▸ **Exercise**
Each entry must be written out again exactly as it stands.

[Start of Attachment]

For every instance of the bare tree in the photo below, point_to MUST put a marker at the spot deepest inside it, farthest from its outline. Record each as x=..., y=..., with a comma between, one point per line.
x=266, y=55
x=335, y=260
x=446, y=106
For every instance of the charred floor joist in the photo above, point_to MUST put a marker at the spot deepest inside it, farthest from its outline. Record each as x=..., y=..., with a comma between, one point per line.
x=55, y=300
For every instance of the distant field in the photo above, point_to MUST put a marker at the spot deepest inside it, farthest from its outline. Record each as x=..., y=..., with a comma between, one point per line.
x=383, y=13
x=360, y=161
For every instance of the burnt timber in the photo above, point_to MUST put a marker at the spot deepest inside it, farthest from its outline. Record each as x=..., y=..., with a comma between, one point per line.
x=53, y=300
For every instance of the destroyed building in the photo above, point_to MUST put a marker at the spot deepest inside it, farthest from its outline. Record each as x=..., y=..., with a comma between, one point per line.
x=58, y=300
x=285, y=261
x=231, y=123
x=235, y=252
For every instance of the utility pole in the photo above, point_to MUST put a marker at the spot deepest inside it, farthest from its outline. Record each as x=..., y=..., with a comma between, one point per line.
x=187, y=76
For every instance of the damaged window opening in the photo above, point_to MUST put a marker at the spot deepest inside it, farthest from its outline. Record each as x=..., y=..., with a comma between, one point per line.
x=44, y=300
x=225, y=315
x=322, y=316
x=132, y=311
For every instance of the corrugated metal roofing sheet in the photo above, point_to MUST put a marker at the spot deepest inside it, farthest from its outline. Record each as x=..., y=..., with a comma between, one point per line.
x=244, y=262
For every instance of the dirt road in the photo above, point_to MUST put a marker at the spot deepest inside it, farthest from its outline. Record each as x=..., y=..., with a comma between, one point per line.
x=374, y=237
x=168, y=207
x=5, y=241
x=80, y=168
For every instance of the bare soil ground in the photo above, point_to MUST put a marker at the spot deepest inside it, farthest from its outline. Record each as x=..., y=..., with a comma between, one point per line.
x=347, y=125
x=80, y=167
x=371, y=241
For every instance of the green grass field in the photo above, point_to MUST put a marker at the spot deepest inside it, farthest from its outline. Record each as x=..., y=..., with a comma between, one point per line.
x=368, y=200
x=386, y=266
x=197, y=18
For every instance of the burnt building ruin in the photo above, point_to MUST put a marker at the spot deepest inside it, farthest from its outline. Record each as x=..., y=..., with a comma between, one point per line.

[End of Attachment]

▸ **Written response**
For every instance of the bare tree in the photo below, point_to MUST put a marker at the spot deepest inside it, farthest from its outline. Record each as x=..., y=..., with a comma between, one point per line.
x=266, y=55
x=335, y=260
x=446, y=106
For every instance of the charred floor joist in the photo above, point_to MUST put a marker at the spot deepest inside it, farthest from its outline. Record each as x=..., y=..., with a comma between, one point per line.
x=55, y=300
For every instance of the distant field in the photo above, point_to MUST put a marker at the spot deepest inside it, farthest from its outline. Record each as x=..., y=..., with a comma between, one point per line.
x=383, y=13
x=360, y=161
For every instance of the burnt timber in the photo above, point_to MUST put a marker at the spot deepest inside it, farthest from its outline. Record each as x=..., y=..., with a comma between, one point per line.
x=53, y=300
For every instance of the destroyed building in the photo above, point_to MUST put a marker at the spot deepest inside it, farthest from its outline. Record each as x=..., y=..., with a comma between, one point per line.
x=58, y=300
x=285, y=261
x=231, y=123
x=235, y=252
For every instance of the utility pole in the photo above, point_to MUST put a marker at the spot deepest inside it, farthest from its outline. Record each as x=..., y=..., with a comma between, one point per line.
x=187, y=76
For every instance of the damaged window opening in the photo above, point_to MUST put a marker at the spot deepest inside it, farthest from its outline. Record each as x=..., y=..., with a comma between, one point per line.
x=44, y=300
x=225, y=315
x=322, y=316
x=132, y=311
For every instance of the corrugated metal roofing sheet in the photo above, point_to MUST put a marker at the spot deepest inside it, farthest from its outline. Record each as x=..., y=..., with a comma between, one point per line.
x=244, y=262
For every instance of the dirt road in the photo above, point_to MUST put a marker at the spot deepest inside it, farthest from its outline. Record each as x=..., y=..., with a comma between, one point per line.
x=374, y=237
x=168, y=207
x=5, y=241
x=80, y=168
For every instance of the bare soil ground in the photo above, point_to MUST put a marker at the spot deepest inside it, farthest from its outline. Record each as x=..., y=..., with a comma between, one point per line.
x=347, y=125
x=80, y=167
x=371, y=241
For every instance of the green grass field in the photo above, point_to MUST put a marker at the spot deepest inside it, farthest from its outline. Record each as x=..., y=..., with a comma between, one point per line.
x=368, y=200
x=386, y=266
x=197, y=18
For every instance of the burnt building ruin in the photo above, point_to MUST put a marker at the spot deepest inside it, farthest from its outline. Record each as x=..., y=..., with a comma between, one point per line.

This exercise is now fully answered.